#### [STATED GOAL]
Return, word for word, the part of the records that opens with their first line and closes with the line containing "148L168 126L139 112L113", including both of those lines.

* * *

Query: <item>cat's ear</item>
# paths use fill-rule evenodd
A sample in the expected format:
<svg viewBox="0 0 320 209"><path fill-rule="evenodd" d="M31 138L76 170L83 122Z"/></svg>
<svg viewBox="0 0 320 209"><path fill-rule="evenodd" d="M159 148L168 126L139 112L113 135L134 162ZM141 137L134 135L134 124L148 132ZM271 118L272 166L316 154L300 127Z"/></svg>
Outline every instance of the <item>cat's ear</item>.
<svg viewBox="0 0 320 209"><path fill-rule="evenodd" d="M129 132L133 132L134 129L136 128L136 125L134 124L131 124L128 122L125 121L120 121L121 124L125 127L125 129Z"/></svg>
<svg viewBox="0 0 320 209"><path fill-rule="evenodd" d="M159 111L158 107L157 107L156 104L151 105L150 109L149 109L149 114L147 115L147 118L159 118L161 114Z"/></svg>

* * *

#### [COMPLETE ANSWER]
Query: <item>cat's ear</item>
# paths use fill-rule evenodd
A sample in the expected format:
<svg viewBox="0 0 320 209"><path fill-rule="evenodd" d="M31 138L76 170L83 122Z"/></svg>
<svg viewBox="0 0 320 209"><path fill-rule="evenodd" d="M159 148L168 126L139 112L113 135L134 162ZM141 137L134 135L134 124L148 132ZM271 118L272 166L316 154L300 127Z"/></svg>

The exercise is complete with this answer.